[Stored items from a collection]
-------------------------
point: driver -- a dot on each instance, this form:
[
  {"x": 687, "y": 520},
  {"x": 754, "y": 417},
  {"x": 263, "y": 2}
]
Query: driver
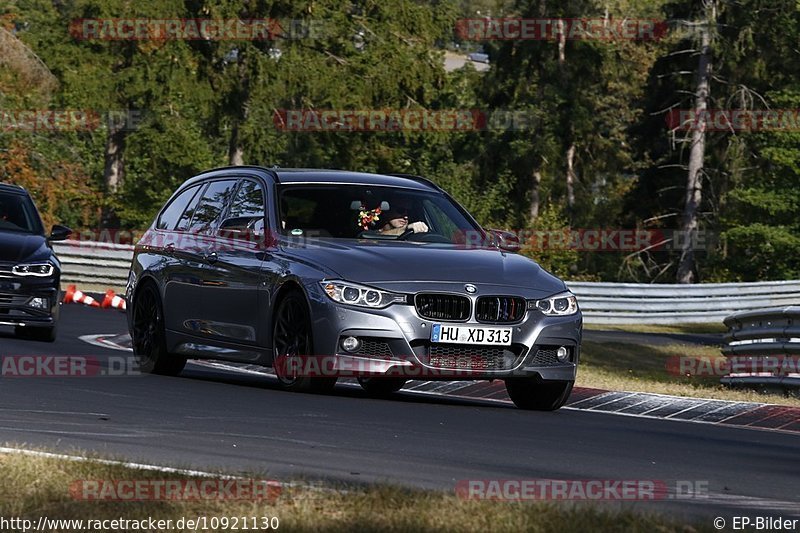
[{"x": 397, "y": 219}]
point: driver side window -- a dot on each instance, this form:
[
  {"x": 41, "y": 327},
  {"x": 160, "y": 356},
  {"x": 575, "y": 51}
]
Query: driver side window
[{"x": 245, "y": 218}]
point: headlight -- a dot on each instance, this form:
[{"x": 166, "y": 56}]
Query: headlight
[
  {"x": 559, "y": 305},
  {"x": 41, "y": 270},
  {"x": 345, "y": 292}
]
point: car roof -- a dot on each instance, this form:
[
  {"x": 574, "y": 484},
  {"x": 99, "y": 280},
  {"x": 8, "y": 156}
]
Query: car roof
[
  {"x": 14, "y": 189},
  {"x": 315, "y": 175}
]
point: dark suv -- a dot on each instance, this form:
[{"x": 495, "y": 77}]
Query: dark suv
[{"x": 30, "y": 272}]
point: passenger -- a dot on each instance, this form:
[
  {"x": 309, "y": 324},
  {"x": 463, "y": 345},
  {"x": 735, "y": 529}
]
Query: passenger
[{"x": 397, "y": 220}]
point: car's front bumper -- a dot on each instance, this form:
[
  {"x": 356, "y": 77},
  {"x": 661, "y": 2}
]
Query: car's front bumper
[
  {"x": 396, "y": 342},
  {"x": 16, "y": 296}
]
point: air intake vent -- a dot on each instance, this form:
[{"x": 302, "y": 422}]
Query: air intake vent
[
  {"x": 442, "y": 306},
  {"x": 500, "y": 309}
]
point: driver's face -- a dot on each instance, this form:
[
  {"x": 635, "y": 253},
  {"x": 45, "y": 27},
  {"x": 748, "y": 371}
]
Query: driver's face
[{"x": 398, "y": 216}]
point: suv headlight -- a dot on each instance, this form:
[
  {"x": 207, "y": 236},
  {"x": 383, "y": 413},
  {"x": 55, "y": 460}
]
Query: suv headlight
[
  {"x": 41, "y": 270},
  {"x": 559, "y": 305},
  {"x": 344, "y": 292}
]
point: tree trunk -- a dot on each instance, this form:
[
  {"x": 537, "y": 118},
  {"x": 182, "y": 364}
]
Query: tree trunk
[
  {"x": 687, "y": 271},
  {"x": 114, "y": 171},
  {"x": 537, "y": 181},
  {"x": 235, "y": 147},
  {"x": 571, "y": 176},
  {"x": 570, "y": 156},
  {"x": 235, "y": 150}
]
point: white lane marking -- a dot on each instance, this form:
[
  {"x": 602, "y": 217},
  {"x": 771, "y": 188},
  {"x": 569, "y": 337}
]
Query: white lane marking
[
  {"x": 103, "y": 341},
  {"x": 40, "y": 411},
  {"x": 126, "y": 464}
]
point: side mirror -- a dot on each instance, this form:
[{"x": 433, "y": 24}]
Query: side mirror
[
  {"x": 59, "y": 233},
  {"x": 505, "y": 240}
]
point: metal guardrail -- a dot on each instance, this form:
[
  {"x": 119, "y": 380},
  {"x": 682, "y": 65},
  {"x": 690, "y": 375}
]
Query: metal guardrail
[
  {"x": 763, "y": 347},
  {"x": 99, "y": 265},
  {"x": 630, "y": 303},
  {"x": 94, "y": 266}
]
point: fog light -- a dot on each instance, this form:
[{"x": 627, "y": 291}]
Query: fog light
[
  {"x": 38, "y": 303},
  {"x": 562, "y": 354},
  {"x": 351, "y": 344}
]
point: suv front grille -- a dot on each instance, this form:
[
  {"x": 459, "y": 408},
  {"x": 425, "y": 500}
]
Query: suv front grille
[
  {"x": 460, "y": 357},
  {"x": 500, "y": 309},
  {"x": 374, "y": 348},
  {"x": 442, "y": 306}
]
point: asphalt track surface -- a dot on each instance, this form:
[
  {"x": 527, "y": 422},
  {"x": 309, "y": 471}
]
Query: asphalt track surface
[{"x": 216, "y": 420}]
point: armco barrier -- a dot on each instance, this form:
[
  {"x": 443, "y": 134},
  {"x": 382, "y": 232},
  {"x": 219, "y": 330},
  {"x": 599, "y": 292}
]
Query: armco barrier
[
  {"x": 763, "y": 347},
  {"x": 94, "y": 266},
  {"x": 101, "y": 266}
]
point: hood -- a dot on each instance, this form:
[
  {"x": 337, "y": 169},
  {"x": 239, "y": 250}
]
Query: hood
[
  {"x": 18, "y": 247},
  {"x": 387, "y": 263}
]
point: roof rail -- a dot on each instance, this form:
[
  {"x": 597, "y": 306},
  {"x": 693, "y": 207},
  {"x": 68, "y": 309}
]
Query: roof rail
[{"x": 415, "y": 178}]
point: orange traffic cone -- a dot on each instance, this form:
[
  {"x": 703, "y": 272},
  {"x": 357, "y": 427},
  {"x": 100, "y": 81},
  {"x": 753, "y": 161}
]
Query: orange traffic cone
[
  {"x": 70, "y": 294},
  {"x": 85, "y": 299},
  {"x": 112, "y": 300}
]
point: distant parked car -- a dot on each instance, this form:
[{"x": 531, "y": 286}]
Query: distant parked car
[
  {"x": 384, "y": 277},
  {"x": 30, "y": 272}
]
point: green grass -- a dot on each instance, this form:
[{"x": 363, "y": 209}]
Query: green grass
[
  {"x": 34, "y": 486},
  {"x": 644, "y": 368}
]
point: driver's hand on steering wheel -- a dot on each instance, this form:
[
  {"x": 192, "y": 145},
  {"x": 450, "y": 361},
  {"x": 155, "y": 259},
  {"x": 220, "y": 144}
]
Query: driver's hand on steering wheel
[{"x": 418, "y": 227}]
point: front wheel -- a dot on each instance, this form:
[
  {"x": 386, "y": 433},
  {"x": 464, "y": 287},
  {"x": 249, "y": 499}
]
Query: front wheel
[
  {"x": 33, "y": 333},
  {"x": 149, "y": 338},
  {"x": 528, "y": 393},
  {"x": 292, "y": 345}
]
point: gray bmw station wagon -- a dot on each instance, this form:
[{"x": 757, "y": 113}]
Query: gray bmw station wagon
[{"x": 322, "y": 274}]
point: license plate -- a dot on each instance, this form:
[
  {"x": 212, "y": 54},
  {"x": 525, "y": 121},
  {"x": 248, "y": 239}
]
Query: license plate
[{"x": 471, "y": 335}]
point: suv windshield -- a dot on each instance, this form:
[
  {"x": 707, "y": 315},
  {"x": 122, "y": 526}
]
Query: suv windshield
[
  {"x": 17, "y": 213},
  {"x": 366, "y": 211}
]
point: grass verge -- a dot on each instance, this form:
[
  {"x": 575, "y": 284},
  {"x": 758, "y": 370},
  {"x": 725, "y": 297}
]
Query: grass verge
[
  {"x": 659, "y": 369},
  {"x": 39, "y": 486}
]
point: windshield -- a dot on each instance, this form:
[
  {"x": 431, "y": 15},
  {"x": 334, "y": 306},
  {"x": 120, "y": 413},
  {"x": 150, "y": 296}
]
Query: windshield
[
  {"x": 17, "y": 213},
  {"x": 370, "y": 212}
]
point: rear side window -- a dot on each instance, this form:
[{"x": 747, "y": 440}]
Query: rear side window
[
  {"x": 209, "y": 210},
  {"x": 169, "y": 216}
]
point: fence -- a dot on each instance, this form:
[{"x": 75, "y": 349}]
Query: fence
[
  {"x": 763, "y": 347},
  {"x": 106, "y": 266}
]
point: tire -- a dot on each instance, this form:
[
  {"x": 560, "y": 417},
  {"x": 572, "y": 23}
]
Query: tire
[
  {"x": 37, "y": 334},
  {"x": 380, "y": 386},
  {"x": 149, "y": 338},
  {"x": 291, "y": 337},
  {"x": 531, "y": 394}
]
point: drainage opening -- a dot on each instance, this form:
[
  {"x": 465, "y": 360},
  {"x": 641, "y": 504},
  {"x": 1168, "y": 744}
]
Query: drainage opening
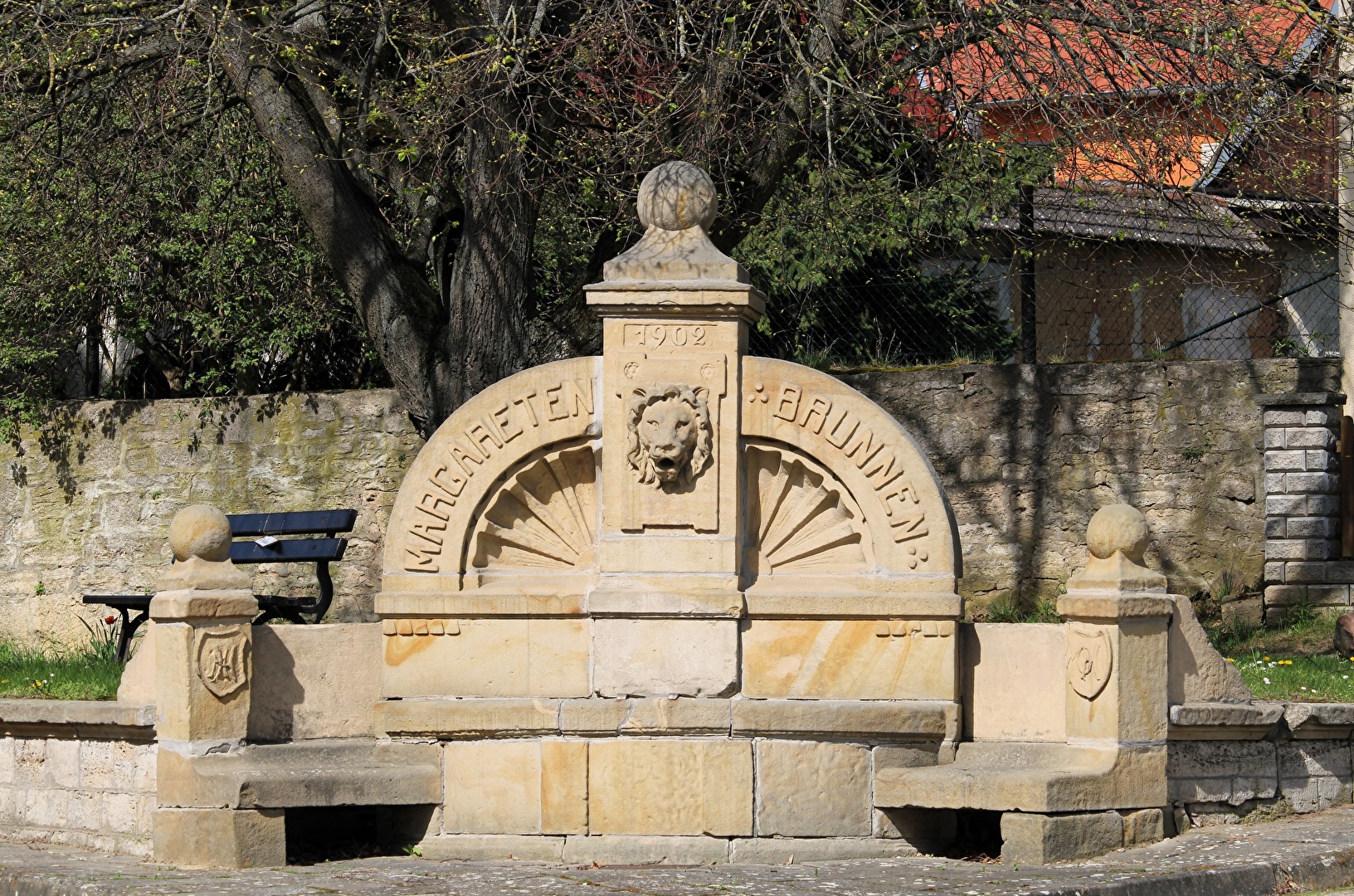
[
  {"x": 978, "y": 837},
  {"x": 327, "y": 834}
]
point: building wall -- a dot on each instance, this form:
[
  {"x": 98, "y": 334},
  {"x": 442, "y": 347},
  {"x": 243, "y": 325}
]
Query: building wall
-------------------------
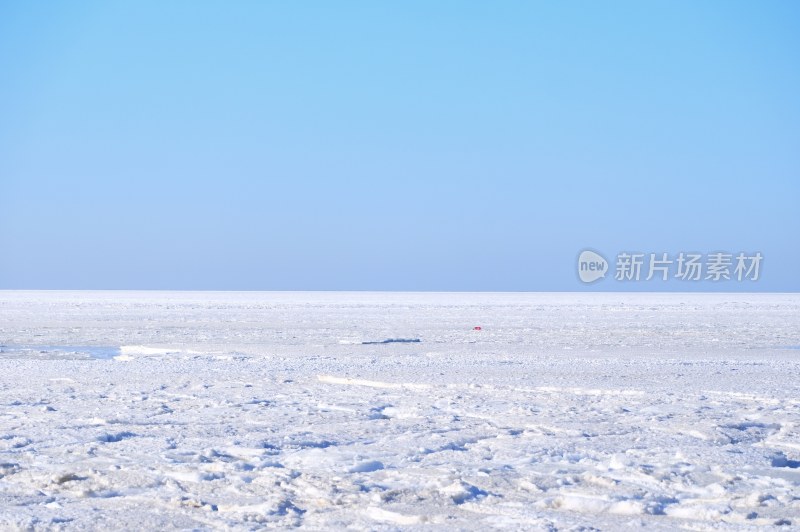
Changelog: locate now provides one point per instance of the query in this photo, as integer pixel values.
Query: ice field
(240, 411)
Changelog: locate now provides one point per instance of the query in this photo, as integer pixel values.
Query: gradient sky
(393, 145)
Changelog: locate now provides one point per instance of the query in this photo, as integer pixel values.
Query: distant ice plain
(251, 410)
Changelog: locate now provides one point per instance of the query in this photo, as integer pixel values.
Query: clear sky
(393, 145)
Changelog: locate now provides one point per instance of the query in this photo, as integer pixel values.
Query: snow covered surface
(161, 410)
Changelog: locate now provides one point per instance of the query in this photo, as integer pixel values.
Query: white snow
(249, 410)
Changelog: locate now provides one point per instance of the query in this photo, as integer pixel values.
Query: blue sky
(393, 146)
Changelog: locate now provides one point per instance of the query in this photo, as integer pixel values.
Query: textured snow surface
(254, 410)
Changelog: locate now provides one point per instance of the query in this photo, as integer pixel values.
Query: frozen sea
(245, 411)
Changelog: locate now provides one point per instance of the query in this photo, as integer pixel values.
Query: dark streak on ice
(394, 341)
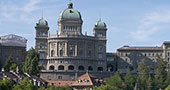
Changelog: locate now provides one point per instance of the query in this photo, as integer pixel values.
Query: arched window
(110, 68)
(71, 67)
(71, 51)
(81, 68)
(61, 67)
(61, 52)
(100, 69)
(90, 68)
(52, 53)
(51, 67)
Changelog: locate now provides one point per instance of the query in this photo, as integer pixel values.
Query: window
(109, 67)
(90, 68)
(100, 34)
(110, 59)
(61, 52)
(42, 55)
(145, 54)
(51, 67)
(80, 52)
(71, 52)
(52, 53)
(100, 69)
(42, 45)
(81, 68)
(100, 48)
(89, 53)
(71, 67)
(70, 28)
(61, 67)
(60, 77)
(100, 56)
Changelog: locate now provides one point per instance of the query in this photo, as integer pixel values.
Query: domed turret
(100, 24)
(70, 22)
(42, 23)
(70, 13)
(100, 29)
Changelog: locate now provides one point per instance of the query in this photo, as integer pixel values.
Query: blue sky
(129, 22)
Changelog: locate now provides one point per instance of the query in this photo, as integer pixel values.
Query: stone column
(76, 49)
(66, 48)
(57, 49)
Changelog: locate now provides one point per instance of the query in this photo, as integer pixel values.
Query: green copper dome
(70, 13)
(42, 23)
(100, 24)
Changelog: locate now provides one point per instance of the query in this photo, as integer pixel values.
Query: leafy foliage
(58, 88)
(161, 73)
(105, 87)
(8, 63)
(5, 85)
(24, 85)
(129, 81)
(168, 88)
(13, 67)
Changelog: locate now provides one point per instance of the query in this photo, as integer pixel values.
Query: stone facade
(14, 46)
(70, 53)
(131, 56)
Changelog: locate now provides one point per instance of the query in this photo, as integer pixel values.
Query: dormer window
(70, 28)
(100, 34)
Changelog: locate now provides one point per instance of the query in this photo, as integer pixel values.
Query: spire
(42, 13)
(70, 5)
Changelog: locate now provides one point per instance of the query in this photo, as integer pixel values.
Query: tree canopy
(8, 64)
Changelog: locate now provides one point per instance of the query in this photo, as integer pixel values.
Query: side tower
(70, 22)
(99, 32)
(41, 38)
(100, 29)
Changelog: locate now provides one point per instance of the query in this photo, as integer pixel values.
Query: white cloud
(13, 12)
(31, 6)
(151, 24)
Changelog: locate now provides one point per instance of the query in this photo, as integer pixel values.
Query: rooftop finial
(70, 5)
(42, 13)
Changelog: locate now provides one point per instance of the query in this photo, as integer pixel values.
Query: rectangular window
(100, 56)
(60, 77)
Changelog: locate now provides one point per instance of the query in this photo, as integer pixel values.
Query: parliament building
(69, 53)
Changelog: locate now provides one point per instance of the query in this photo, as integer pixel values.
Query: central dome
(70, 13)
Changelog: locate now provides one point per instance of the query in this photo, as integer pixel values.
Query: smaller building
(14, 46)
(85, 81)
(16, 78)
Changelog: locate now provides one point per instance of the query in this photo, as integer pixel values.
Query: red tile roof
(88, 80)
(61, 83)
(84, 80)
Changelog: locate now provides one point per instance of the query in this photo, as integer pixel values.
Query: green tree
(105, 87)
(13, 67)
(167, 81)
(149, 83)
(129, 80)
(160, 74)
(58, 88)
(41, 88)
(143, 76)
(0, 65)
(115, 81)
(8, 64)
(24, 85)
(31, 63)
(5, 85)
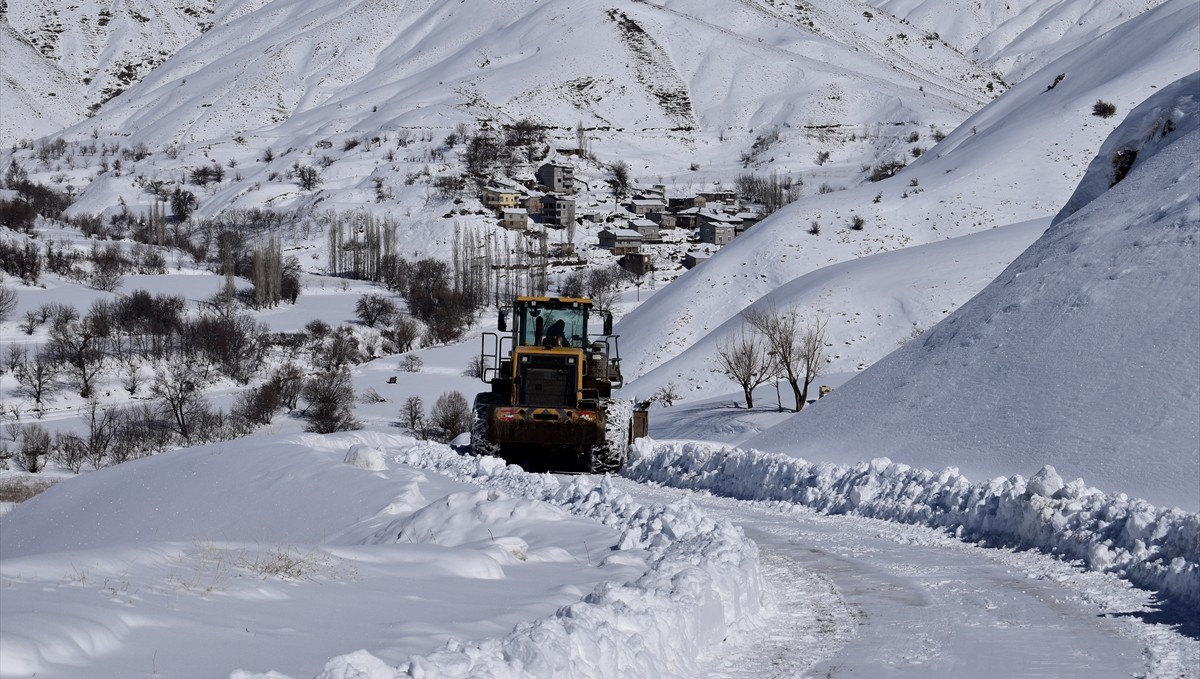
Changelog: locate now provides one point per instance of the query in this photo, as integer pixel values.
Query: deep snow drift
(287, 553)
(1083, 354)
-------------------------
ASSIGNED TASK: Your reply should be a single number: how many lines in the entries above hold the string "wall".

RESULT BELOW: 2